Problem details:
Express the part of the material that opens with the line containing "QUESTION: Looking at the provided image, pinpoint the thick" and closes with the line containing "[100,201,128,246]" as a numbered list, including both of those lines and leaving out any blank lines. Give only those lines.

Listed records:
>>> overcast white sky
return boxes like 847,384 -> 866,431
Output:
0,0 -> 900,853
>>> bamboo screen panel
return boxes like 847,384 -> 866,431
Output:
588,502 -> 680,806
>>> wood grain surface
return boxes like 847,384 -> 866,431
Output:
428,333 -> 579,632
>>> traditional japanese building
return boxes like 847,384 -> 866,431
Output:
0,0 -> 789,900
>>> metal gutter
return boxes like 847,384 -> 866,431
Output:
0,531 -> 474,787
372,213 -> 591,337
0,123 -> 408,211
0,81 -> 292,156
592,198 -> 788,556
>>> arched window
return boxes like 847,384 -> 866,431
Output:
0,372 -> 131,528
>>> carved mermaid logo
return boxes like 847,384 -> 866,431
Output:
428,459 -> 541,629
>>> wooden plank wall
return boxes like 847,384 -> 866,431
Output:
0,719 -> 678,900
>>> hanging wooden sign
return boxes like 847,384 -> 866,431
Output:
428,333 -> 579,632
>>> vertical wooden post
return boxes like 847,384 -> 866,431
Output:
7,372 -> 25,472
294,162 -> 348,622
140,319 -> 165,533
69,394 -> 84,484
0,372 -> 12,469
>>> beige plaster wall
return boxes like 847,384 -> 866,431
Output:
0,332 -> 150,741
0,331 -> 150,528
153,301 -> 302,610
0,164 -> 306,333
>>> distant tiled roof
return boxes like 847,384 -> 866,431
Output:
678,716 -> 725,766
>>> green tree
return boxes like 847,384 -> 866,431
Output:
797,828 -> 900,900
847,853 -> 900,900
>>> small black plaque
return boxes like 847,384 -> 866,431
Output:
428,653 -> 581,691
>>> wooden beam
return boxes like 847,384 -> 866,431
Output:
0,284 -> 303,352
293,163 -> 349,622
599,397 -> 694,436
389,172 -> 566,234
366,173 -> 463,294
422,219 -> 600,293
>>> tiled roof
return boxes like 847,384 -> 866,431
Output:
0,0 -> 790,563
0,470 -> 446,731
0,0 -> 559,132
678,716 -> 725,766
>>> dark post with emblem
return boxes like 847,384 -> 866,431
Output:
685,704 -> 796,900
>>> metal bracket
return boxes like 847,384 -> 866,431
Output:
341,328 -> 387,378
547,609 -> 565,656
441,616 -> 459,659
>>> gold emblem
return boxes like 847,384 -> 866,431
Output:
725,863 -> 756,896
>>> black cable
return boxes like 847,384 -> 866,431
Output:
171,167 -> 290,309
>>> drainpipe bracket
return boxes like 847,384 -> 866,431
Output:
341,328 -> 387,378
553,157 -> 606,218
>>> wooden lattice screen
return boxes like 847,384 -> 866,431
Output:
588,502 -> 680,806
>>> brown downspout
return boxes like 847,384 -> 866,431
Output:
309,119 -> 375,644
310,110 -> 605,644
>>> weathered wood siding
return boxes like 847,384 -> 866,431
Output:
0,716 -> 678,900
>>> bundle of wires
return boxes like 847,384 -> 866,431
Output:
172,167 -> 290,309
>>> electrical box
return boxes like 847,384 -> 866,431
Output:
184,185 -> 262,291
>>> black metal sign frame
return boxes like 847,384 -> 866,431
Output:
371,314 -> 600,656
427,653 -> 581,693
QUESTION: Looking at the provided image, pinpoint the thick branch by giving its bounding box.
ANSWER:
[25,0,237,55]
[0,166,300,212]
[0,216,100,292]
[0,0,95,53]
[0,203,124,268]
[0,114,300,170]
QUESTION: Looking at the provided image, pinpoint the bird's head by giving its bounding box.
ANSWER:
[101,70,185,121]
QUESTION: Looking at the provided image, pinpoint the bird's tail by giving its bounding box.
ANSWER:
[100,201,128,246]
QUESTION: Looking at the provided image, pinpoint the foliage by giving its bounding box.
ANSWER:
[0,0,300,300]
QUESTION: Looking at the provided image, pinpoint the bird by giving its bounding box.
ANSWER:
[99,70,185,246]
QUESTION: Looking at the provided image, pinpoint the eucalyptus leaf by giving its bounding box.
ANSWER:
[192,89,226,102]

Completed exercise:
1. QUESTION: Looking at the provided image, pinpoint the thick branch by giving its bounding box.
2. ANSWER:
3. [25,0,237,55]
4. [0,166,300,212]
5. [0,216,100,292]
6. [0,0,95,53]
7. [0,203,124,268]
8. [0,114,300,170]
9. QUESTION: Looking at the provided image, pinpoint the bird's head by giving its bounding box.
10. ANSWER:
11. [101,70,185,121]
12. QUESTION: Looking at the provided image, pinpoint the bird's tail by giving its bounding box.
13. ANSWER:
14. [100,201,128,246]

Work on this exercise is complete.